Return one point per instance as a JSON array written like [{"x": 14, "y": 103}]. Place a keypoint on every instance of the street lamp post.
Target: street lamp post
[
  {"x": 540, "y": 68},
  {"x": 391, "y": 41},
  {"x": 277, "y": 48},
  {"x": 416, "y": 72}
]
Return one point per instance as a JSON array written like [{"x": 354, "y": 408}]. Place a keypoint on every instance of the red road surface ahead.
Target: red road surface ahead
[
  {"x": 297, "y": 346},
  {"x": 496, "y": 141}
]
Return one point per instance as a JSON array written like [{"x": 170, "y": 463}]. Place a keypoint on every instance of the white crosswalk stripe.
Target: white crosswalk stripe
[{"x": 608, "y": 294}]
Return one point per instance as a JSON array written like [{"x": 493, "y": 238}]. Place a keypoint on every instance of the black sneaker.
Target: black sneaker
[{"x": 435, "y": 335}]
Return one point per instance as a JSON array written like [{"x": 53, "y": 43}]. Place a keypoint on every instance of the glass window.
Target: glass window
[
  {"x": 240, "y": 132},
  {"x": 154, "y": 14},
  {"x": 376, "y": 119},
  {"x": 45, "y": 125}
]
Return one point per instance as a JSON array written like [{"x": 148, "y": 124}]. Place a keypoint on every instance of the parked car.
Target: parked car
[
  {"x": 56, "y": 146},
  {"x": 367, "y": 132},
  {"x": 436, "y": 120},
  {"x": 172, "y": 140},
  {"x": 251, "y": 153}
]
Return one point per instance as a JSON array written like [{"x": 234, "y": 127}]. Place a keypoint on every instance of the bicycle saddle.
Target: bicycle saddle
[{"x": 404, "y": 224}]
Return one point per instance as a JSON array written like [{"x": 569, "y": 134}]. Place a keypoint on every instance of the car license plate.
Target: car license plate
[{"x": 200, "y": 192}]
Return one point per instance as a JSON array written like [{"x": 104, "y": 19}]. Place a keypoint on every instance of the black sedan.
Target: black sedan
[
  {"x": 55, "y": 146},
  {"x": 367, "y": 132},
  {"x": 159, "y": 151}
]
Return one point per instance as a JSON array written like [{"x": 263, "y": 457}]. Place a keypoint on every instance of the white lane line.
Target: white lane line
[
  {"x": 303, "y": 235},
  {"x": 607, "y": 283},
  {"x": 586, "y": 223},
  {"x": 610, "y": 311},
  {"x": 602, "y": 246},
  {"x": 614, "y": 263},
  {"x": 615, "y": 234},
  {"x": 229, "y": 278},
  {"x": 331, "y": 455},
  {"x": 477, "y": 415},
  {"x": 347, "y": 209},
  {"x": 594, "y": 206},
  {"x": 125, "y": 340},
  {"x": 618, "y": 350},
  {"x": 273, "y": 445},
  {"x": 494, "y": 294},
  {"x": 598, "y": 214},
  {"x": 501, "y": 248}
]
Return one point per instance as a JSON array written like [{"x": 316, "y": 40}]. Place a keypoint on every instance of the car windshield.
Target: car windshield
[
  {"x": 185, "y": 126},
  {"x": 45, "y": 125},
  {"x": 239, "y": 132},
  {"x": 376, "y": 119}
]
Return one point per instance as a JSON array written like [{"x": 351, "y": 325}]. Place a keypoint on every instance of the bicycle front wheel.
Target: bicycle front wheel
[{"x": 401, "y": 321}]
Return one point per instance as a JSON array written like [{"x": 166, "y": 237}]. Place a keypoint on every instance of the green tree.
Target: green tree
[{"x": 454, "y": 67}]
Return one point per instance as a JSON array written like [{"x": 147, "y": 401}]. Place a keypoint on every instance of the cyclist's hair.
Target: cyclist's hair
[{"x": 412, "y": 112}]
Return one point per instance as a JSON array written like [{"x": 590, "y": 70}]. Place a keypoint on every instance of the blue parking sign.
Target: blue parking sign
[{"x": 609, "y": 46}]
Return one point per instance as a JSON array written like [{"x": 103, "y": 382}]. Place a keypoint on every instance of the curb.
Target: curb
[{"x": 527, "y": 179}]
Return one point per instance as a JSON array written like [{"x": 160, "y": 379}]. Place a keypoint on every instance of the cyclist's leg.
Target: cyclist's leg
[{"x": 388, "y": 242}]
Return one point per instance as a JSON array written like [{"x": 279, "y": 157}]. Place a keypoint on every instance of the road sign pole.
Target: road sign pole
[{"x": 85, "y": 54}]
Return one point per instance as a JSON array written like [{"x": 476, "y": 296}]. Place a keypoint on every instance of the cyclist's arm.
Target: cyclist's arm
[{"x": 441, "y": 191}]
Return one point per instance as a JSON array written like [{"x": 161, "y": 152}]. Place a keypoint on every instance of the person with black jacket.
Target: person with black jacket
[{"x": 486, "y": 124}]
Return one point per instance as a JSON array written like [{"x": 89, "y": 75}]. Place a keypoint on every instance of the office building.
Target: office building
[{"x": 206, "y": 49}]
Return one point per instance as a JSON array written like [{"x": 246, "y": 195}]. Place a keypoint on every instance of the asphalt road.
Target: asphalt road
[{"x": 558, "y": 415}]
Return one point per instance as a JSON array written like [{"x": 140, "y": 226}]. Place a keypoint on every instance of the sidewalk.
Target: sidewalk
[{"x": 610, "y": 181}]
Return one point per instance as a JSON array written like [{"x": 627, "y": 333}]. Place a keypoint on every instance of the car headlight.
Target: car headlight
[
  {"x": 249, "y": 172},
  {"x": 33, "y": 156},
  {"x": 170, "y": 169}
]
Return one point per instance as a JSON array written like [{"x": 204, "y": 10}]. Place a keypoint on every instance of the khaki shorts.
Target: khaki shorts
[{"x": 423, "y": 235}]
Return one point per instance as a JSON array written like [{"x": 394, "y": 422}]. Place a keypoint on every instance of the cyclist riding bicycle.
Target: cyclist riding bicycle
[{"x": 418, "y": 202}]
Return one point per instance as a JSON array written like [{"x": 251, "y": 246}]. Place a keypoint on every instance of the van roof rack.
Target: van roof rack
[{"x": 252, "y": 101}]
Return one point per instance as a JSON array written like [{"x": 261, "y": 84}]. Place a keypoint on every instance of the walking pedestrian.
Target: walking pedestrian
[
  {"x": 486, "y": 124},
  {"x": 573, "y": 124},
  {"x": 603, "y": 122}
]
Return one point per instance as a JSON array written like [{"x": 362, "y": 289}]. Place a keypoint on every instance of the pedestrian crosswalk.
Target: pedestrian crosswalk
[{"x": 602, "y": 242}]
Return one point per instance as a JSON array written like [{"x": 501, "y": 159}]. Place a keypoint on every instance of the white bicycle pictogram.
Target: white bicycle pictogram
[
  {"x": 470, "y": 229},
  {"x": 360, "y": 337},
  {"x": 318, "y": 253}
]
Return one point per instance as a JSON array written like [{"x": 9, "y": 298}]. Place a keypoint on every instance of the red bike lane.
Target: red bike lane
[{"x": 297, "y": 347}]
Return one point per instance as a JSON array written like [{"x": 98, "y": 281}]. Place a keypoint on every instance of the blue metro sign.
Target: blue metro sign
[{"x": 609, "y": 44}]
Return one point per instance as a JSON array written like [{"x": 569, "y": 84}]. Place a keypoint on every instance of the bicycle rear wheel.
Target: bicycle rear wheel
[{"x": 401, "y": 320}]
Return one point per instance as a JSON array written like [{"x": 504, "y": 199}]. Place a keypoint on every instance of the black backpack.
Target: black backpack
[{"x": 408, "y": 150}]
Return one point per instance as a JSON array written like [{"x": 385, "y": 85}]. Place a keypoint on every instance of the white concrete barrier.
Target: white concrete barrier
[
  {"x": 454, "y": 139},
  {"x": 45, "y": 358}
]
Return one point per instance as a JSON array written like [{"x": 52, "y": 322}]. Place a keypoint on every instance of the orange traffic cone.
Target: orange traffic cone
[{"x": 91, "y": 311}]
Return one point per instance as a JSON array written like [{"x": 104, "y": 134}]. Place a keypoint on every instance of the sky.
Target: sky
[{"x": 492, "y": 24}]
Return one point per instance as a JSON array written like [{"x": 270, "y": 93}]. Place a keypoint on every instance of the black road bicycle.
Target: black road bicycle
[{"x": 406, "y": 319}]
__________
• [Exercise requirements]
Copy the rows from the line containing "of the sky." through the end of the rows, changing "road bicycle" to "mountain bicycle" and keeping everything else the same.

• [Exercise solution]
Return one point per instance as a JSON array written like [{"x": 104, "y": 134}]. Place a keypoint on every instance of the sky.
Target: sky
[{"x": 492, "y": 24}]
Return one point per instance as a JSON array written like [{"x": 270, "y": 93}]. Place a keypoint on every instance of the black mountain bicycle.
Target: black mountain bicycle
[{"x": 406, "y": 319}]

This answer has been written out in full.